We’ve been doing a lot of talking on the Good Faith podcast.
However, for the first time ever, my co-host David French and I answer questions from listeners. In this special “Ask Me Anything” podcast, we respond to questions that people have wondered about over the course of our podcast in a fun, free-flowing conversation where the listeners are in charge.
Specifically, we answered:
- [For Curtis]: I have not been attending church for several years and want to start going again. Do you have any advice on selecting a church?
- [For David]: How should we interact with family members and friends who consume a great deal of right wing media?
- [For Curtis]: David’s arguments often stray from “conservative” orthodoxy. I find them thought provoking and well reasoned if not always convincing (but usually convincing). However, your arguments never seem to stray from “progressive” orthodoxy and therefore I find them less convincing and biased. Can you tell us what non progressive stances you take on the issues we face today? (Other than abortion which I am assuming you have a conservative viewpoint on.)
^^^^^^^^
-- TASKS TO COMPLETE --
[1] Using the podcast description, answer the following:
(a) Who is named as co-host of the Good Faith podcast?
(b) What is the special podcast episode called?
(c) On which issue does the third listener assume Curtis holds a conservative viewpoint?
[2] Write what comes next in the podcast description, picking up after its final sentence.

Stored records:
^^^^^^^^
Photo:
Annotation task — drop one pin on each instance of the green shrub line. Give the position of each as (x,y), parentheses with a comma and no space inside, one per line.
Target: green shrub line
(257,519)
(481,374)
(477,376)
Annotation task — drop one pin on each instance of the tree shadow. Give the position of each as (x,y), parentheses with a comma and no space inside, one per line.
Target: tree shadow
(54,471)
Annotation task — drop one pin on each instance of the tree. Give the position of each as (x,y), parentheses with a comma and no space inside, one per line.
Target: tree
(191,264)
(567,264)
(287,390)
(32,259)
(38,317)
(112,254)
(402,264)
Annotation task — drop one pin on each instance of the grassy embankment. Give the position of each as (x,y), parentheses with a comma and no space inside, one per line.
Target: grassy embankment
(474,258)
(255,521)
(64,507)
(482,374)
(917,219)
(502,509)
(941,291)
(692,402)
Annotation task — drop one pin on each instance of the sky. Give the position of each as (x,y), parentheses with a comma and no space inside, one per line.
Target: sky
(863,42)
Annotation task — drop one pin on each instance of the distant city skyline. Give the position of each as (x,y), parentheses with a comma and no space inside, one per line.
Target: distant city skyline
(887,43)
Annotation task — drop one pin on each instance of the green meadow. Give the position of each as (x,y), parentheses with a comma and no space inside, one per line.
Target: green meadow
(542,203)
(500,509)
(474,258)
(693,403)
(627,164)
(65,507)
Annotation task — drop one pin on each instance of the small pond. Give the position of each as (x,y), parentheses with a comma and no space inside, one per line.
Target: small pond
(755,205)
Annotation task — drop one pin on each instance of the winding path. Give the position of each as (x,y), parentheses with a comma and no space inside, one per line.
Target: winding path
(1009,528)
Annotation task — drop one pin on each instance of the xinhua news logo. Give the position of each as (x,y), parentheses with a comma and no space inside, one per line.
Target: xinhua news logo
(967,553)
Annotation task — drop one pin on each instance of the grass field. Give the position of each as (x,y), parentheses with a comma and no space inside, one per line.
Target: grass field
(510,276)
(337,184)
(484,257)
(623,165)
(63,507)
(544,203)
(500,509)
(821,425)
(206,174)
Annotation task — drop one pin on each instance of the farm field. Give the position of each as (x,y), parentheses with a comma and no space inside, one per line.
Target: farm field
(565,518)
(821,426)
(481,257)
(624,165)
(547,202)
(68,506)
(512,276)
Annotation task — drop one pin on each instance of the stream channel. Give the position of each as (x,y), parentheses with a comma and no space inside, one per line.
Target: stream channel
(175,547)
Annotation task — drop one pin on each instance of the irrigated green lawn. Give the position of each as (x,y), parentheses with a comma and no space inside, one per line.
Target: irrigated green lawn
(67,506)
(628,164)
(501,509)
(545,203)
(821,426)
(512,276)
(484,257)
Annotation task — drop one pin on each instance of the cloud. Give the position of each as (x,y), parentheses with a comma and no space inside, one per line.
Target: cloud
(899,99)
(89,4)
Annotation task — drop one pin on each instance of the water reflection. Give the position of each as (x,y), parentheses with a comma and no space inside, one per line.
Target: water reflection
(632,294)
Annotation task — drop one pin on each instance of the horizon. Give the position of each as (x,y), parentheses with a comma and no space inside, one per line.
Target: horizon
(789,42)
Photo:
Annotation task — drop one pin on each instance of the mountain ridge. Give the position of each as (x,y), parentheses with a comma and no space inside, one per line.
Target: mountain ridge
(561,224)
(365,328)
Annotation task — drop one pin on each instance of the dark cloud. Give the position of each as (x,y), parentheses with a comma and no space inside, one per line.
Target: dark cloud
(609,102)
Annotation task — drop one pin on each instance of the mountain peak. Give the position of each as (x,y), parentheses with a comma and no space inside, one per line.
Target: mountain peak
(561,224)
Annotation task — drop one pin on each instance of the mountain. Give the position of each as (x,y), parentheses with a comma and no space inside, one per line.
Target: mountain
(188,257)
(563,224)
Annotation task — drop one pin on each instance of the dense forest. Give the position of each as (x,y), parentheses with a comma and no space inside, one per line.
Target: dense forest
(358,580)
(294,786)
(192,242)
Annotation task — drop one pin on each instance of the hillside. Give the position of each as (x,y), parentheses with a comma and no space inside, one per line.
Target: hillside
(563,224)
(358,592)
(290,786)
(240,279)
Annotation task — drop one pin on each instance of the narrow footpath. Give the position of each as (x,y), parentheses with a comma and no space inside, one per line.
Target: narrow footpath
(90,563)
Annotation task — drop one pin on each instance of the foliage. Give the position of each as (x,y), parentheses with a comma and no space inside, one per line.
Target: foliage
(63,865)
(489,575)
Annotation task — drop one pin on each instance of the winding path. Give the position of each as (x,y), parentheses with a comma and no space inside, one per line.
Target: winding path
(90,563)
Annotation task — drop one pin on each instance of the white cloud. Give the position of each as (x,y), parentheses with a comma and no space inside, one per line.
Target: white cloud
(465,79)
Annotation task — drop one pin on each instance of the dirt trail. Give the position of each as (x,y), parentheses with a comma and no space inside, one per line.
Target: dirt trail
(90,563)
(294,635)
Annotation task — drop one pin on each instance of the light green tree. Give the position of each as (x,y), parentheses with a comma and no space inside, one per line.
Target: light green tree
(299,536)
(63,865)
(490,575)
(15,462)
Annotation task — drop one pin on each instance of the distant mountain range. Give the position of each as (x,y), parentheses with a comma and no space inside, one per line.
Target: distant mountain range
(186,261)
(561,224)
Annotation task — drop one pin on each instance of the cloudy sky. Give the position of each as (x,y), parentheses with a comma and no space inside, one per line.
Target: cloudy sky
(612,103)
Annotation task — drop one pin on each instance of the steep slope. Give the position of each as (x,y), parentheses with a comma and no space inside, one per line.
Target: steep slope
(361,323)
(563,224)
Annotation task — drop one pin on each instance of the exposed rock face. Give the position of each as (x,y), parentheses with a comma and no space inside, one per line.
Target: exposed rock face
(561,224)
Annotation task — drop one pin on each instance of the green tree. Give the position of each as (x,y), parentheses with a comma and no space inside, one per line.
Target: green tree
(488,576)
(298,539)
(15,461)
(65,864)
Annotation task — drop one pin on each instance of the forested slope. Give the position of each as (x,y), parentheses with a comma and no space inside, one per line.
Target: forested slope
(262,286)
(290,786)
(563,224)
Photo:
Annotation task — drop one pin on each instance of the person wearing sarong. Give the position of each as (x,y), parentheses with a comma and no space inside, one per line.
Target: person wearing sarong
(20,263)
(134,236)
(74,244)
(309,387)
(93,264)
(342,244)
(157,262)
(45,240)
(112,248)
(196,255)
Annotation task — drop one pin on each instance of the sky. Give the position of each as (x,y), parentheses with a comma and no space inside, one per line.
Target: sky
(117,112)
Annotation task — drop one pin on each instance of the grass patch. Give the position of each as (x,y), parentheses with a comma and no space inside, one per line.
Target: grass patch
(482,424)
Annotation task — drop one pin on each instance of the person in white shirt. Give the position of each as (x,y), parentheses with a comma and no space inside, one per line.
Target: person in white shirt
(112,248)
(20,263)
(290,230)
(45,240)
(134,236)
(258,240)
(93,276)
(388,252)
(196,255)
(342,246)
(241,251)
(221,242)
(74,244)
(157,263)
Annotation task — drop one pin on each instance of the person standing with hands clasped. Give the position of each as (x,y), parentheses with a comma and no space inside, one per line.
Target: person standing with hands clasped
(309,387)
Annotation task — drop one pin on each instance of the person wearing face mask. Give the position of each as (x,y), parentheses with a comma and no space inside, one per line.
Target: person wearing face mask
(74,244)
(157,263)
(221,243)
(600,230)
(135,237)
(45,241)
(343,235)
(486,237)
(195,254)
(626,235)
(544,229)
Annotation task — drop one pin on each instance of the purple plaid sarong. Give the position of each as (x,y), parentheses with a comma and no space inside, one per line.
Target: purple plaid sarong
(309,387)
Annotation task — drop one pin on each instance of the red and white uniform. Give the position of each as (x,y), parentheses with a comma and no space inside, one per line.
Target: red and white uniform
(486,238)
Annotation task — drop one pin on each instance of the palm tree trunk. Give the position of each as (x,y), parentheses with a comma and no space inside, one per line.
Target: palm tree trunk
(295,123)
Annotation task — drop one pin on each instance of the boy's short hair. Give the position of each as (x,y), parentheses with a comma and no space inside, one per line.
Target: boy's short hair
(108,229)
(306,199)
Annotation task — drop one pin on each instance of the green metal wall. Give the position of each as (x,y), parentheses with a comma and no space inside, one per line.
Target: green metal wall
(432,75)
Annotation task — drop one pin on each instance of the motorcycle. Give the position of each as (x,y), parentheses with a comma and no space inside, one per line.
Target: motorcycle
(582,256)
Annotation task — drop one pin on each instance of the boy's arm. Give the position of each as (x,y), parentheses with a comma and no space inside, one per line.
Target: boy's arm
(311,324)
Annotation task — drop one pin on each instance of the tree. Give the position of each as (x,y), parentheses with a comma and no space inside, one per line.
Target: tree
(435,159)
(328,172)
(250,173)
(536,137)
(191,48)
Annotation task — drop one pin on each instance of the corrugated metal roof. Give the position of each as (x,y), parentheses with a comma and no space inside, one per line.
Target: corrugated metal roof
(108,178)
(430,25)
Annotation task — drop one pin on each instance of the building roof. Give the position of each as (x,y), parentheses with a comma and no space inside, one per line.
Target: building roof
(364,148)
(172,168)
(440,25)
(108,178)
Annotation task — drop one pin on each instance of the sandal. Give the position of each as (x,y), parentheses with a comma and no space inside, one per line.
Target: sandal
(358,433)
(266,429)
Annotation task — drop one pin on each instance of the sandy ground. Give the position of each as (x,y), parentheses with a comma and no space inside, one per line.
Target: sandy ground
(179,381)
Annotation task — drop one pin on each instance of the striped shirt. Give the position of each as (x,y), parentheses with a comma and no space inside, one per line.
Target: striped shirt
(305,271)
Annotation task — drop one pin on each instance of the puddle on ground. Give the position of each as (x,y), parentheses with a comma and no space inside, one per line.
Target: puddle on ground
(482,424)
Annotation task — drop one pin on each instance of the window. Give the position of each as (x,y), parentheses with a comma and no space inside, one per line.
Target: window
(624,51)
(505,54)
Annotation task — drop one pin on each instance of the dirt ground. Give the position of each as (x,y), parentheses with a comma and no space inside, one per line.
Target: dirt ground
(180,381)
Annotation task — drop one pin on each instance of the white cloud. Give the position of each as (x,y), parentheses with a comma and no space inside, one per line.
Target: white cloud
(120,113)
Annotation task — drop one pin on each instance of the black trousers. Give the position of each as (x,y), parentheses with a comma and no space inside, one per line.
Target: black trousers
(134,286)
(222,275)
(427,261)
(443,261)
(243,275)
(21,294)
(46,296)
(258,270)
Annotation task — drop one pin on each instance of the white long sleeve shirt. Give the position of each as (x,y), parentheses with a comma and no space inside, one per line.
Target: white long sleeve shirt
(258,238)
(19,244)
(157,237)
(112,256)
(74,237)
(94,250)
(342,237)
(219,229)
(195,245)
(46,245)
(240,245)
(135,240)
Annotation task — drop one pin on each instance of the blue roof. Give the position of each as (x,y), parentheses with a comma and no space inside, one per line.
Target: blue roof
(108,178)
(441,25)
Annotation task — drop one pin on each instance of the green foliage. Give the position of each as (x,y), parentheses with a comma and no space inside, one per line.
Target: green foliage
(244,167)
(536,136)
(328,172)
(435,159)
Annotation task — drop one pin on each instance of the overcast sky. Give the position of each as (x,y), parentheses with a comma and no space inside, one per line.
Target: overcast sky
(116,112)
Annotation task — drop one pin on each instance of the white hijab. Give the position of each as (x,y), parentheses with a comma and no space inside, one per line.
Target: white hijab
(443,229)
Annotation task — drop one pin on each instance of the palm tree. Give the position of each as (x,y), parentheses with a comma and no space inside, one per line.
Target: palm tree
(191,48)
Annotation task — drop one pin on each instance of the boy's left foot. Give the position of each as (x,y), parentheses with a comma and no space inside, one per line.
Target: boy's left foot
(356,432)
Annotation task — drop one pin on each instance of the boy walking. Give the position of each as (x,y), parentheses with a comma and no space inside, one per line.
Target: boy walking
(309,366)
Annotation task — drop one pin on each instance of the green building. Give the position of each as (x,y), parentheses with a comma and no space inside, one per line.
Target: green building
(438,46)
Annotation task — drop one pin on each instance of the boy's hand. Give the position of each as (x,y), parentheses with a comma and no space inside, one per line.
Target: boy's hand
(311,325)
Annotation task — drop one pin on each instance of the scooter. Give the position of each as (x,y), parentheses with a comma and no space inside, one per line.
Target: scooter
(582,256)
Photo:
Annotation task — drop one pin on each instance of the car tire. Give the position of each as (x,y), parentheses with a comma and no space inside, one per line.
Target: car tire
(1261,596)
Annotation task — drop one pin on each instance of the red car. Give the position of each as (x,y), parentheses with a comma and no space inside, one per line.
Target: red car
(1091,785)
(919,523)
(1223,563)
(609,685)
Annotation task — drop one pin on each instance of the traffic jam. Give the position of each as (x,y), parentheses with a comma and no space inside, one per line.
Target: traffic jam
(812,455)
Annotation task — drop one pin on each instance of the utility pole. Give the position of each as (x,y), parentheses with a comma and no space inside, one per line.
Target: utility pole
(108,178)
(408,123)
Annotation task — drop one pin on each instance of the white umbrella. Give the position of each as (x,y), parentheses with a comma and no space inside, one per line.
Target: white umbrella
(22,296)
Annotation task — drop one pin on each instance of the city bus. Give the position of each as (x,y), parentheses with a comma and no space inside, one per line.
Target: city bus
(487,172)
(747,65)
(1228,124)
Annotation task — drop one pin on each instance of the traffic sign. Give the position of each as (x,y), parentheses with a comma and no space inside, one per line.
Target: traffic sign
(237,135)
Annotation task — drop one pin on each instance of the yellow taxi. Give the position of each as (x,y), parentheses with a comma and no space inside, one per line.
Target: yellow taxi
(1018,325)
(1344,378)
^^^^^^^^
-- RESULTS OF THE TASKS --
[1]
(a) David French
(b) “Ask Me Anything”
(c) Abortion

[2]
- [For David]: How should Christians think about entertainment and play? Why is it even ok to spend time doing activities such as games or movies? How do you go about consuming entertainment in a healthy way — especially when the content can be a bit violent, sexual, or mystical?
- [For Curtis and David]: Pretend that you had to move to the other’s current home town. David, what would you tell Curtis about navigating in central Tennessee, and Curtis, what would you tell David about San Jose? What would you warn them about, and what would you tell them to seek out?
CURTIS CHANG: David, I have a question for you.
“What practical suggestions do you have for those of us who need to interact with fellow believers who are regular consumers of right wing media or are deep into MAGA politics or perhaps Christian nationalism? I find it easier to talk to people to the left of me, but it is challenging to talk to those to the right of me because they get easily upset or defensive and look at me like I’m the crazy one. It’s hard to have a reasonable conversation with them, but I believe it is important to have those conversations, especially when they are family members, coworkers, or fellow church members.”
This is from a principal of an upper school. So he’s asking this because clearly he needs to be interacting with a wide range of people both in his church and I suspect, his school as well.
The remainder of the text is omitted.